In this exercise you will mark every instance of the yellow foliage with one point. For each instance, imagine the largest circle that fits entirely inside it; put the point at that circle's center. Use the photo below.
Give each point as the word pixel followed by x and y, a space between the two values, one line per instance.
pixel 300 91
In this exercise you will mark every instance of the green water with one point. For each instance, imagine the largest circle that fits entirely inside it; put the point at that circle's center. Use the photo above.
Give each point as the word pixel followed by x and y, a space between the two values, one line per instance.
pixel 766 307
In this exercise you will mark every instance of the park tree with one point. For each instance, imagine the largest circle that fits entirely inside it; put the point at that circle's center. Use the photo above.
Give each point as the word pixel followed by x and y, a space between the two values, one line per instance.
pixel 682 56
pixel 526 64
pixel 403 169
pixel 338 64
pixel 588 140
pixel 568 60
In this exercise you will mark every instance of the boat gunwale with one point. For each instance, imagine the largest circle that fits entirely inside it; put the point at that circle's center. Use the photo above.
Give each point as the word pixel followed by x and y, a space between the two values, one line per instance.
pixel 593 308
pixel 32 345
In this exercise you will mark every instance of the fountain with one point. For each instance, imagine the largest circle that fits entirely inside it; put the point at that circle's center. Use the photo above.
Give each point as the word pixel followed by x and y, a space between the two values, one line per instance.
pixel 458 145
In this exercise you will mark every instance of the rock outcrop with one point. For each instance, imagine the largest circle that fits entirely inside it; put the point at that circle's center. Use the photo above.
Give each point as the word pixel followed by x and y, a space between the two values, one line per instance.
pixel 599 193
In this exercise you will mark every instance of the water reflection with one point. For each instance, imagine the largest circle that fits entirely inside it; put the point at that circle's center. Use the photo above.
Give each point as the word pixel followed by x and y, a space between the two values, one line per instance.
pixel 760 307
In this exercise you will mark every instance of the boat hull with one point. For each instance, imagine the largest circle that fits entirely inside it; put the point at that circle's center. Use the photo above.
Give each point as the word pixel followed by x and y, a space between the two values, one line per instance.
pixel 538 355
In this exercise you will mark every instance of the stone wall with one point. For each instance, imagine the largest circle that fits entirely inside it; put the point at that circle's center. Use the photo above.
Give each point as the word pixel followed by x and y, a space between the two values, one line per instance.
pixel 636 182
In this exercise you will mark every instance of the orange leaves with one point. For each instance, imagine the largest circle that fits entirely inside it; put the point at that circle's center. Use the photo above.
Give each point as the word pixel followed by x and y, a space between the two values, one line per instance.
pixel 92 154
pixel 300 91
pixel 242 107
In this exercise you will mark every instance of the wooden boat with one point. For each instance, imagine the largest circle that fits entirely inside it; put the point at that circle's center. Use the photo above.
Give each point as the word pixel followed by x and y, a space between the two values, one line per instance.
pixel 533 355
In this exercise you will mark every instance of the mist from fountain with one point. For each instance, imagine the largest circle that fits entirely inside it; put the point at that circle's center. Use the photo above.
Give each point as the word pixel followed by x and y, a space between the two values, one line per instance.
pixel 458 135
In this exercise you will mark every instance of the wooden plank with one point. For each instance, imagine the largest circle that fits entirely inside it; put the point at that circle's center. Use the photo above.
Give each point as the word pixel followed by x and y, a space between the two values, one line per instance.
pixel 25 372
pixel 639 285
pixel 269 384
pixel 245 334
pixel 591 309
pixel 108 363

______________________________

▶ **Brief**
Looking at each line of the material above, tally those that hold the string "wooden" and give only the total.

▶ **Completed task**
2